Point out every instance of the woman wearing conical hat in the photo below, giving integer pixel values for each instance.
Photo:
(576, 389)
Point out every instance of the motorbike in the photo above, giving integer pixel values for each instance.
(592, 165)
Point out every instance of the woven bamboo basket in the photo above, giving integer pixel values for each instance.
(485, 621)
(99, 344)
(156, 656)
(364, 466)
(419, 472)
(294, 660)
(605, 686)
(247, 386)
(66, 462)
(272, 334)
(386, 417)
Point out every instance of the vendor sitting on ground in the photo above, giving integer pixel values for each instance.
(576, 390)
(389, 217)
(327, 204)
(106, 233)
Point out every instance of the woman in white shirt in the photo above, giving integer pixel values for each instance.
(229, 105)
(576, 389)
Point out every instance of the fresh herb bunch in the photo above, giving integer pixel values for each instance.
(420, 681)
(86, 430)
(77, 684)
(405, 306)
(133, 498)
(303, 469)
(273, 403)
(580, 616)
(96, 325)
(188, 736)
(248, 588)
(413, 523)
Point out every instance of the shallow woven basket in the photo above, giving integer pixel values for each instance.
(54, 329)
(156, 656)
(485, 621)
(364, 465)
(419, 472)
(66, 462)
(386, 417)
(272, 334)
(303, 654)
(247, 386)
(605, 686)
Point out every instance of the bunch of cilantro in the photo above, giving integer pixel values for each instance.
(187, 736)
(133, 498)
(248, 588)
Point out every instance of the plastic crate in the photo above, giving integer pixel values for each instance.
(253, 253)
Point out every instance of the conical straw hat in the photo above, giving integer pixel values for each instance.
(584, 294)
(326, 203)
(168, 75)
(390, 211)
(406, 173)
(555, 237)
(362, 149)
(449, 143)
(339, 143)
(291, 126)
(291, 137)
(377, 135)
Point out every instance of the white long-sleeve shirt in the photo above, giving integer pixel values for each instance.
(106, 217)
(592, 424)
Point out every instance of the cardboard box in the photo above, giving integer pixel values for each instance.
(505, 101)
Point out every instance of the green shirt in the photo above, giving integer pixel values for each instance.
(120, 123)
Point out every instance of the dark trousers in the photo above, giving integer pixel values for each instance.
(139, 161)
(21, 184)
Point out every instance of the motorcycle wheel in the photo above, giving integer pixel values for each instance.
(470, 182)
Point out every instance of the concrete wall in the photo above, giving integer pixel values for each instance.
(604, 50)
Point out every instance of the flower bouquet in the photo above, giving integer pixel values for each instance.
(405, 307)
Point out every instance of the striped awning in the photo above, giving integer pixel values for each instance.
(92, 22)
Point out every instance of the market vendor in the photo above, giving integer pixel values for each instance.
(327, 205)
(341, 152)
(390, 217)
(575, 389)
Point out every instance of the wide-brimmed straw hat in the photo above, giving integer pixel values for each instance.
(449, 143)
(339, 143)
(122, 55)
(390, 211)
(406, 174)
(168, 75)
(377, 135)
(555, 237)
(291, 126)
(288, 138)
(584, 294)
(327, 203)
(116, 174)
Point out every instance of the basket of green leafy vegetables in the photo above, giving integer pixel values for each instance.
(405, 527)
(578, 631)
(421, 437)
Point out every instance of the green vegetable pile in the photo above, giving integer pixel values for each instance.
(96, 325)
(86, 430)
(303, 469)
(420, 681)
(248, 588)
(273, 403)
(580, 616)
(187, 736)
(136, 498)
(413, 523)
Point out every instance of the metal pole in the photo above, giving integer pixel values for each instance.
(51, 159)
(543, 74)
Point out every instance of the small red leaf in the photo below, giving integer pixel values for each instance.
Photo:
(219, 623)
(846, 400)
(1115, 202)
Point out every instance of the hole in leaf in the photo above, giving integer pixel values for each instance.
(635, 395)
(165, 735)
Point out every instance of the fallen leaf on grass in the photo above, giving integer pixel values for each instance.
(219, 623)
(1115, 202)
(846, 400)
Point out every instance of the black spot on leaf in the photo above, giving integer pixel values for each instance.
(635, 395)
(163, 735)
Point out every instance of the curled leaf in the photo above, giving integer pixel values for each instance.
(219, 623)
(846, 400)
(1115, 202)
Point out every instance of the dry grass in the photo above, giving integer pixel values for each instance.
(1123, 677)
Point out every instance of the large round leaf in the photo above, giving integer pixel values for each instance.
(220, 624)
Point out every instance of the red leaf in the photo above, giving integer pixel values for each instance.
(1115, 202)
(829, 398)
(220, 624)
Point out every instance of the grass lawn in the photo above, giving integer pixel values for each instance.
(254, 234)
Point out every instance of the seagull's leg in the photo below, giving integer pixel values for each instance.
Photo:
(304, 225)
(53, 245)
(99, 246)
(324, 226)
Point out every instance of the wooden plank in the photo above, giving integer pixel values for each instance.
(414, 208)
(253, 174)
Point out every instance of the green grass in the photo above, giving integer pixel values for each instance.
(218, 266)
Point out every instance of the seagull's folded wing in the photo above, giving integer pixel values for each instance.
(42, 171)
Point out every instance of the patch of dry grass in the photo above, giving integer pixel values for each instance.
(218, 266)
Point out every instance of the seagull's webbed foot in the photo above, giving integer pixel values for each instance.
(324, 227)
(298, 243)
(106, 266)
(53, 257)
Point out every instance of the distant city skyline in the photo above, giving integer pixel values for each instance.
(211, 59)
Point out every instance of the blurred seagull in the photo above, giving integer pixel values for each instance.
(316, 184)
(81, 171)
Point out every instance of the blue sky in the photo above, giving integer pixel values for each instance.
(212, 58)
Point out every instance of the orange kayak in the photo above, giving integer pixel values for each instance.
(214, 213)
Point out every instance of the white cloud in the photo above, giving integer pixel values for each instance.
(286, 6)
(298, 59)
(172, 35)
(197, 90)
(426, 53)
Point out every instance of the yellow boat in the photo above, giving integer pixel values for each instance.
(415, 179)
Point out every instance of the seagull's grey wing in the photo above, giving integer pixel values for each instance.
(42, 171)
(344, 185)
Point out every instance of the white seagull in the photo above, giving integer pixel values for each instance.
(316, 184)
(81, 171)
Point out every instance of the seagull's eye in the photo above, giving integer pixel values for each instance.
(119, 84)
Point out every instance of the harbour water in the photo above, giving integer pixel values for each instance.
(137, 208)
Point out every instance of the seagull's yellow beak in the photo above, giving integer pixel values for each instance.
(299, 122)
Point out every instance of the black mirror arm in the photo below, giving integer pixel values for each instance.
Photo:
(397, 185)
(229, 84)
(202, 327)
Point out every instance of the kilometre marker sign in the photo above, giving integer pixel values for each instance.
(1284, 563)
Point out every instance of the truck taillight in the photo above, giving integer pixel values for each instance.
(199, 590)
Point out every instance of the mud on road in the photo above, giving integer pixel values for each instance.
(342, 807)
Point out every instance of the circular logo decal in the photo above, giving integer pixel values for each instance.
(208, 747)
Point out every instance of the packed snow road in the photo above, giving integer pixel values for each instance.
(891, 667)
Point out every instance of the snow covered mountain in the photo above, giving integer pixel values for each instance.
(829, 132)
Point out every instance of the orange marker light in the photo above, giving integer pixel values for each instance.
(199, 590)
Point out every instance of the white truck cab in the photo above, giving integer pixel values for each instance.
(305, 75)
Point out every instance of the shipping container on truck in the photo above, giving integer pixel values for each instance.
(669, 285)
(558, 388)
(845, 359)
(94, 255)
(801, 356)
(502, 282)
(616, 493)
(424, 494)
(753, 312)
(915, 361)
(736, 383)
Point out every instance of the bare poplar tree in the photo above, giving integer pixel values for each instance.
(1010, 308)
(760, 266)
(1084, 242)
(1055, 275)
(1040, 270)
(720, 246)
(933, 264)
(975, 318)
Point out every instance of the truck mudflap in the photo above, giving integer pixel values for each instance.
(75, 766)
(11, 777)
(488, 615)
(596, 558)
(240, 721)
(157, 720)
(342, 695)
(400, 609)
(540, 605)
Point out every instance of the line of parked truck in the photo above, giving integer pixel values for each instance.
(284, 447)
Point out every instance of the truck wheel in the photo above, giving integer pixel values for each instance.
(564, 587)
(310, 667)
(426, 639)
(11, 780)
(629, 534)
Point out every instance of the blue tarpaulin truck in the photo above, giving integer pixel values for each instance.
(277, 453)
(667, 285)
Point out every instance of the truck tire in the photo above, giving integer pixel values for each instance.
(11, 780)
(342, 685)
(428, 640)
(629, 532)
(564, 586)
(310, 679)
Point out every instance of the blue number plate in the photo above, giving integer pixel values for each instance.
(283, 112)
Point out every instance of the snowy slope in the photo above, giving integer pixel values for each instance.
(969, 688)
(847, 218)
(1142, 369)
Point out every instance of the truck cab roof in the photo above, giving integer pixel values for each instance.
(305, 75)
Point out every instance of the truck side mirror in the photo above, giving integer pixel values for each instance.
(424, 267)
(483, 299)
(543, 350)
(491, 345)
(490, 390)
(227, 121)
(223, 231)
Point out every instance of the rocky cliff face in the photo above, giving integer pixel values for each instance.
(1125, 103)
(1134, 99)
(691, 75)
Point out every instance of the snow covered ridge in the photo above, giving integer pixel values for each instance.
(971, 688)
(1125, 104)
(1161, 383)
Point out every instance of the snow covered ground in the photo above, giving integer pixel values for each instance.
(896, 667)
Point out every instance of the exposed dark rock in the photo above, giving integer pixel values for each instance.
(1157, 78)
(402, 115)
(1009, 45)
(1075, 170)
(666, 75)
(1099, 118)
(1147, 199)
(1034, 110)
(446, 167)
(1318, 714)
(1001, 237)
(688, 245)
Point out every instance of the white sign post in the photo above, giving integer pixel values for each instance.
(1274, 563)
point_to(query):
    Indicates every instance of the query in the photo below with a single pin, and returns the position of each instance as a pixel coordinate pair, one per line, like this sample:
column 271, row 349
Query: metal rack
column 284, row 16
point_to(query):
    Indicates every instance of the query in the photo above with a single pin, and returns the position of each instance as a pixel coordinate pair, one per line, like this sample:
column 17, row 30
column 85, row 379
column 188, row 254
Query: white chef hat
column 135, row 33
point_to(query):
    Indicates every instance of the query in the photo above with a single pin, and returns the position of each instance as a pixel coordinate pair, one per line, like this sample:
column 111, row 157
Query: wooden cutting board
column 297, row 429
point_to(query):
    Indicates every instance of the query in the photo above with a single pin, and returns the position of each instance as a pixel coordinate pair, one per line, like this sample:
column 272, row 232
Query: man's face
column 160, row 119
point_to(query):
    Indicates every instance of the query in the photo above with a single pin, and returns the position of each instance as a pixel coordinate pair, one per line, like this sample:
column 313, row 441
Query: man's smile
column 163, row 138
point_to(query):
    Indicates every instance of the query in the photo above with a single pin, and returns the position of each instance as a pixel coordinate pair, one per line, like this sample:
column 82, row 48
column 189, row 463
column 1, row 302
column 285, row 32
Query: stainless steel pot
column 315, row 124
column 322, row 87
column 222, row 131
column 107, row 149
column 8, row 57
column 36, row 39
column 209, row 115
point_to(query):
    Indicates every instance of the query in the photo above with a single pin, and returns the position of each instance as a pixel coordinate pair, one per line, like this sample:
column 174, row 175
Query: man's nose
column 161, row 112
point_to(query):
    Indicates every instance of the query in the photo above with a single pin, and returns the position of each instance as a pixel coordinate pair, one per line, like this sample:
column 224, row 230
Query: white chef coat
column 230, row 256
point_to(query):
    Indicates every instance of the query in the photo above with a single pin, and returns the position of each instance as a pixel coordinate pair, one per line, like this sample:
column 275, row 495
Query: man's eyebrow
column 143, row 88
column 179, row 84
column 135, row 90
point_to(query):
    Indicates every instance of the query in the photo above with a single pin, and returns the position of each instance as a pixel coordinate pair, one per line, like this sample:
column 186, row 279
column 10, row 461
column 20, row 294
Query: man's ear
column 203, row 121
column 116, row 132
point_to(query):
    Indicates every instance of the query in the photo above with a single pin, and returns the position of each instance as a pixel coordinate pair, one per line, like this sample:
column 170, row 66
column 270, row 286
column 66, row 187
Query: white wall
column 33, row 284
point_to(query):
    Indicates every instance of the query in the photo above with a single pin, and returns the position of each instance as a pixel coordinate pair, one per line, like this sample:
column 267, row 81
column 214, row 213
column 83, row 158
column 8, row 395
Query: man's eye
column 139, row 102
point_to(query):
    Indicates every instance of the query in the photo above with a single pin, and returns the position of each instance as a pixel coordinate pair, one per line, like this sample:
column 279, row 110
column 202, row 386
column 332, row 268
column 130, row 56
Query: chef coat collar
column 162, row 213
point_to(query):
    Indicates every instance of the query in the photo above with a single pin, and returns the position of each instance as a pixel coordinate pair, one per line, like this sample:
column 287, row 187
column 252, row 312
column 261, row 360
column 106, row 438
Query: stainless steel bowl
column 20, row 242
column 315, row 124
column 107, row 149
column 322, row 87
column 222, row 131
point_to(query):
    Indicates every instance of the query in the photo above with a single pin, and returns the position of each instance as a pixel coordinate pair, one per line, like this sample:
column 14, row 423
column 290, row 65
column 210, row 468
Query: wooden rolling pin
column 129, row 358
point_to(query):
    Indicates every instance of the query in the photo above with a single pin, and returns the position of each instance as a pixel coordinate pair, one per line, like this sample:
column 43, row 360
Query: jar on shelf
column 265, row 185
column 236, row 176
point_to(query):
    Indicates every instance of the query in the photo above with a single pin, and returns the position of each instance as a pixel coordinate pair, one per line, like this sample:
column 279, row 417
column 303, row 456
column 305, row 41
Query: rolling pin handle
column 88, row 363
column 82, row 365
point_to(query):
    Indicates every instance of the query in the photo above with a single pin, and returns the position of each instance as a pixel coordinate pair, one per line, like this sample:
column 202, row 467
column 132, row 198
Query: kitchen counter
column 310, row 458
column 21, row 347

----

:: TRY IT ::
In the entries above, find each line with the word "below" and show it.

:: ANSWER SECTION ::
Point out every instance of the woman wearing conical hat in the photo below, giving integer pixel values for each instance.
Point out every instance of the small red leaf in the photo below, giving integer pixel values for each instance.
Point out every instance of the seagull's leg in the photo below, giving integer pixel values for each instance.
Point out every instance of the black mirror arm in the photo below, giving integer pixel values for each instance.
    Indicates every instance of the query in the photo below with a single pin, and returns the position of each instance as a pixel coordinate pair, one per line, like this sample:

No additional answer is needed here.